(Collected data)
────────
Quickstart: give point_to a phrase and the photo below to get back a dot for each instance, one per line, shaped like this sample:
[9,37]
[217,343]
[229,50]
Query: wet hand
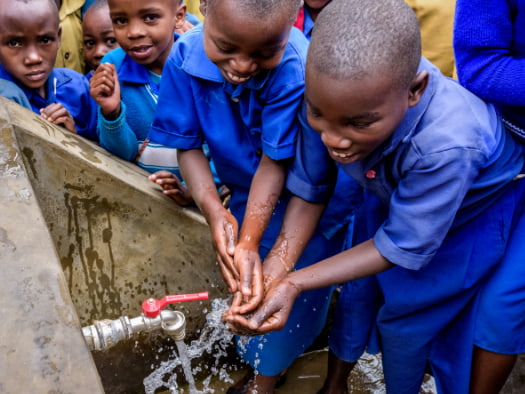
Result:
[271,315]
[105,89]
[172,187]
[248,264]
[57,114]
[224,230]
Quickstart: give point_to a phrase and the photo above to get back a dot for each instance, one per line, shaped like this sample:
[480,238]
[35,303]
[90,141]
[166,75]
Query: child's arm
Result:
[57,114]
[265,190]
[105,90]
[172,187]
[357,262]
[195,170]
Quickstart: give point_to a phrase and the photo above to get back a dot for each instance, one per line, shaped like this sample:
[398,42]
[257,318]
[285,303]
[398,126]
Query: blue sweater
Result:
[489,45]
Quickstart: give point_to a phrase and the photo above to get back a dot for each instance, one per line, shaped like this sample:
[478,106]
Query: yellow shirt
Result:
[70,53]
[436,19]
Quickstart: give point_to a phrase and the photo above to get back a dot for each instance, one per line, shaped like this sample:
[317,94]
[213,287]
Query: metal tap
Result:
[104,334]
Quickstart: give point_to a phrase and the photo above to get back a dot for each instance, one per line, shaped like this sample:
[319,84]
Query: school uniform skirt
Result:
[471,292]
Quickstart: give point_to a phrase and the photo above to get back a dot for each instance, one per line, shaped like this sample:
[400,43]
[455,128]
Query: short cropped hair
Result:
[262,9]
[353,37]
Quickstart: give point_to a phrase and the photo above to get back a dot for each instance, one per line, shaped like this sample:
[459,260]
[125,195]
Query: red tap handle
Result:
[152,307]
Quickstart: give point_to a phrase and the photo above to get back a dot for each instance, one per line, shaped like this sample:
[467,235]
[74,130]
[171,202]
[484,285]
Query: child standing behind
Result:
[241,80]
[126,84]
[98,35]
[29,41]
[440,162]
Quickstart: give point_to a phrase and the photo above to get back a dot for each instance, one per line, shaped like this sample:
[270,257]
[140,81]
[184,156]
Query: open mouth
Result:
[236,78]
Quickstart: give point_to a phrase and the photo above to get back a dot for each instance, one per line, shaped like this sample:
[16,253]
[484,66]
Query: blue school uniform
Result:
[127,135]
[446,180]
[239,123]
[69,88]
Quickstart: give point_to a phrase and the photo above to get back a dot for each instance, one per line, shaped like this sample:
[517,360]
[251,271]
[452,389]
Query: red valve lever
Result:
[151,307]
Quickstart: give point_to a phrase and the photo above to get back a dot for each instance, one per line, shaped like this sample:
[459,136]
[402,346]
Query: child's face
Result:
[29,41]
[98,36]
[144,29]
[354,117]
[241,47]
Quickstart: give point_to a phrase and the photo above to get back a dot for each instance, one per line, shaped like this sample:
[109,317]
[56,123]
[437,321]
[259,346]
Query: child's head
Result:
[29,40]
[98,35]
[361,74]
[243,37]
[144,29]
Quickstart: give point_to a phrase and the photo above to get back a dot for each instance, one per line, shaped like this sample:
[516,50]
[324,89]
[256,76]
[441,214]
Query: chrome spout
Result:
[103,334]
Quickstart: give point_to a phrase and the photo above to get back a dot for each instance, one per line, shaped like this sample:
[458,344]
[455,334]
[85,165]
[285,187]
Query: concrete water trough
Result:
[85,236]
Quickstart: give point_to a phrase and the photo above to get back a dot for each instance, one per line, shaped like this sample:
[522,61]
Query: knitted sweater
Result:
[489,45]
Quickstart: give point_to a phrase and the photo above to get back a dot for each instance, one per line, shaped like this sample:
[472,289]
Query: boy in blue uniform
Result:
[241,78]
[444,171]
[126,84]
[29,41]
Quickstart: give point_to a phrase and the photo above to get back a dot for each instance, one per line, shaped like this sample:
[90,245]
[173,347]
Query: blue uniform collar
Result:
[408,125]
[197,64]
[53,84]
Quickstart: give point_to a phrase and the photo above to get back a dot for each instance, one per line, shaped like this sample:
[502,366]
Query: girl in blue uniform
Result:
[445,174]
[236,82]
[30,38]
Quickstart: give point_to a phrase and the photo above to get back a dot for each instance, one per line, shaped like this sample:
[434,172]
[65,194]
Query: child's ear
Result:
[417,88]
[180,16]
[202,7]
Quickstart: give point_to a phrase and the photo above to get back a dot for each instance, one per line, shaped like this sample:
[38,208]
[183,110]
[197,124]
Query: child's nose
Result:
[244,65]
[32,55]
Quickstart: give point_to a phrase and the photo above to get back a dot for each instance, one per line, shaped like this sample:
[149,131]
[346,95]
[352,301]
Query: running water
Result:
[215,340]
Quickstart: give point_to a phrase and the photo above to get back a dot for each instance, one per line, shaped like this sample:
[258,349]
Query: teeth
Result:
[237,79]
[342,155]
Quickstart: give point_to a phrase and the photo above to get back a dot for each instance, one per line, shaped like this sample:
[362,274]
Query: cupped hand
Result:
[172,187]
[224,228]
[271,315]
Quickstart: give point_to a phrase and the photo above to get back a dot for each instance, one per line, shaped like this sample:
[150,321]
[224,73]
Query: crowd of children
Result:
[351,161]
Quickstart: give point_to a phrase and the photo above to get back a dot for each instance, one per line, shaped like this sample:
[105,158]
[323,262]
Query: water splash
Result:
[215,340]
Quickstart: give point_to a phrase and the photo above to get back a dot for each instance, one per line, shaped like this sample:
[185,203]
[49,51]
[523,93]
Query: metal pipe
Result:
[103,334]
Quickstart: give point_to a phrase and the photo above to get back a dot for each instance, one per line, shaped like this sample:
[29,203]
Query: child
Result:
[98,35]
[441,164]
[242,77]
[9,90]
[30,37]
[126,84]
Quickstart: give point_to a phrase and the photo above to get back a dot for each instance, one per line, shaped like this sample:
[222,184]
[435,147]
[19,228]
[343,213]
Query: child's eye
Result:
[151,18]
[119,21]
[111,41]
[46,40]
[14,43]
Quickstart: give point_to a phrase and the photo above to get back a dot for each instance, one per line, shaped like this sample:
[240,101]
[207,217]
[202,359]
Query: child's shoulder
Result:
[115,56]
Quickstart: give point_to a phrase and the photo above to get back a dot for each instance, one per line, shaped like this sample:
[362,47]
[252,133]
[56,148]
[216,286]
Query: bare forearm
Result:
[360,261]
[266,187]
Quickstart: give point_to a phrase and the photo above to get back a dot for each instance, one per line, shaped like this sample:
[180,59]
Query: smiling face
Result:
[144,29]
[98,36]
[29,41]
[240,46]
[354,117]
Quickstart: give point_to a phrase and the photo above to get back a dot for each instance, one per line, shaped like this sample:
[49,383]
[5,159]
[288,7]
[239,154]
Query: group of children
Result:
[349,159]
────────
• Assignment: A word-for-word copy of the records is needed, one that contains no pictures.

• The completed task:
Quickstart: give point_to a phrase and the photo below to get back a dot for each instance, one per line, shaped like this sample:
[9,37]
[217,343]
[229,50]
Query: wet hand
Result:
[271,315]
[105,89]
[172,187]
[248,264]
[57,114]
[224,230]
Quickstart: give point_to a phrase and the photo above to get back a dot for each instance, one per line, shaped like this sample:
[480,238]
[35,303]
[90,141]
[166,75]
Query: child's arm
Result:
[57,114]
[265,190]
[105,90]
[172,187]
[357,262]
[195,170]
Quickstart: give point_to a phrase and the photo above to get back a dot for each instance, one per line, shaped like this sample:
[398,42]
[257,318]
[285,303]
[398,126]
Query: blue sweater
Result:
[489,45]
Quickstart: give point_to a phrase and the photo above to get back a dot for each instance, one per line, shaped like this sample:
[478,106]
Query: yellow shirt
Result:
[70,53]
[436,19]
Quickstart: give point_to a phrase and the photo above to get back a dot for each instance, one per line, shaped like this sample:
[317,94]
[213,287]
Query: metal tap
Result:
[104,334]
Quickstart: give point_to a phrase and the photo above to get back a dot for each instance, one per line, shaped like this sample:
[319,84]
Query: school uniform skirt
Result:
[471,292]
Quickstart: give point_to a phrase and the photo above to get back a dot for each instance, one per line, shaped like this sample:
[400,43]
[455,128]
Query: short cropped hair
Result:
[262,9]
[353,37]
Quickstart: give point_to a phrase and the photo above to get back a dot for each instance, one per line, shaped like this sample:
[459,260]
[125,195]
Query: red tap handle
Result:
[152,307]
Quickstart: give point_to a phrase and the photo above to get back a dot for each instance, one per line, shaped like this sample:
[467,235]
[74,130]
[171,202]
[484,285]
Query: child standing behind
Result:
[241,80]
[126,84]
[98,35]
[29,41]
[440,162]
Quickstart: give point_to a phrase and the photo above to get back a dot for each instance, one per line, shaped like this sample:
[270,257]
[140,81]
[184,156]
Query: open mouth
Result:
[236,78]
Quickstart: give point_to a phrase and the photo above to get back a dot for each instance, one per line, shaped like this sample:
[16,253]
[484,66]
Query: blue school uniform
Result:
[127,135]
[446,180]
[239,123]
[69,88]
Quickstart: give point_to a phrase and the photo above to get back a dot for each instance, one per line, shaped like this sample:
[517,360]
[251,271]
[452,389]
Query: red valve lever
Result:
[151,307]
Quickstart: give point_to a phrase and the photo above to get back a dot for each instance, one per line, shaped like this sample:
[459,136]
[402,346]
Query: child's face
Result:
[29,41]
[98,36]
[144,29]
[354,117]
[241,47]
Quickstart: give point_to a phrase and the photo above to get back a dot for each instance, one per line, shaped like this sample:
[109,317]
[56,123]
[437,321]
[259,346]
Query: child's head
Result:
[29,40]
[98,35]
[361,74]
[243,37]
[144,29]
Quickstart: give point_to a phrase and the photo above to get back a dot for each instance, one per line, shaped like this sample:
[516,50]
[324,89]
[256,76]
[441,214]
Query: chrome spout
Result:
[103,334]
Quickstart: give point_to a phrase and the photo above to get back a dot for each instance, one per line, shaped like this sample:
[458,344]
[455,334]
[85,165]
[285,187]
Query: concrete water trough
Result:
[85,236]
Quickstart: give point_to a phrase and the photo above to get back a dot for each instance, one per line, shaped like this sample:
[522,61]
Query: knitted sweater
Result:
[489,45]
Quickstart: give point_to a phrase and the photo above to get back a dot for each instance, one per line, shaped like this sample:
[472,289]
Query: boy in blue uniform
Result:
[241,78]
[444,171]
[126,84]
[29,41]
Quickstart: give point_to a phrase and the photo above to get back a dot for each instance, one per line, shaped like this sample:
[90,245]
[173,347]
Query: blue uniform collar
Result:
[408,125]
[197,64]
[53,84]
Quickstart: give point_to a phrase and the photo above to get back a dot for each instance, one per line, shaped like this sample:
[502,366]
Query: girl in blue uniform
Result:
[445,174]
[236,82]
[30,38]
Quickstart: give point_to a phrase and the photo above to get back a dot for each instance, one per line, shaped like this sample:
[434,172]
[65,194]
Query: child's ear
Result:
[417,88]
[180,16]
[202,7]
Quickstart: give point_to a phrase and the photo above to get back a dot for each instance, one per line, shaped like this sample:
[38,208]
[183,110]
[197,124]
Query: child's nose
Result:
[244,65]
[32,55]
Quickstart: give point_to a phrase and the photo above to get back a dot for each instance, one per line, shaped like this sample:
[149,131]
[346,95]
[352,301]
Query: running water
Result:
[215,340]
Quickstart: give point_to a phrase and the photo above to get back a dot for each instance, one per line, shaped like this sample:
[258,349]
Query: teeth
Result:
[237,79]
[342,155]
Quickstart: give point_to a phrase and the photo above to get back a dot for each instance, one per line, shaped like this sample:
[362,274]
Query: cupped hand
Result:
[172,187]
[224,228]
[271,315]
Quickstart: give point_to a phrase and the photo above to get back a dot for each instance, one per line, shaped like this sample:
[150,321]
[224,73]
Query: crowd of children
Result:
[351,161]
Quickstart: give point_to a phrase and the photo above to get back a dot for each instance, one per line, shaped like this sample:
[105,158]
[323,262]
Query: water splash
Result:
[215,340]
Quickstart: give point_to a phrase and the photo above to get back a dot for each instance, one per line, shaped like this sample:
[185,203]
[49,51]
[523,93]
Query: metal pipe
Result:
[103,334]
Quickstart: give point_to a phrase and the photo above to get back a dot for each instance, one per line, shaped like this sample:
[29,203]
Query: child
Result:
[98,35]
[441,164]
[242,77]
[9,90]
[30,37]
[126,84]
Quickstart: give point_to a phrase and the photo above to get back a dot for each instance, one per line, shaped like this sample:
[222,184]
[435,147]
[19,228]
[343,213]
Query: child's eye
Result:
[151,18]
[119,21]
[111,41]
[46,40]
[14,43]
Quickstart: give point_to a phrase and the photo above to get back a dot for each instance, one per line, shaped like this sample:
[240,101]
[207,217]
[202,359]
Query: child's shoulder
Result:
[115,56]
Quickstart: give point_to a phrase and the photo above to get back a dot for each instance, one per line, shaped like this sample:
[362,47]
[252,133]
[56,148]
[216,286]
Query: bare forearm
Result:
[360,261]
[266,187]
Quickstart: give point_to a phrase and the photo above to get back a dot for each instance, one per line, shaped like this sample:
[180,59]
Query: smiling face
Result:
[144,29]
[98,36]
[29,41]
[240,46]
[354,117]
Quickstart: give point_to a phrase and the photo above to get back a dot for each instance, one per line, shaped like this sample:
[49,383]
[5,159]
[288,7]
[239,154]
Query: group of children
Result:
[349,159]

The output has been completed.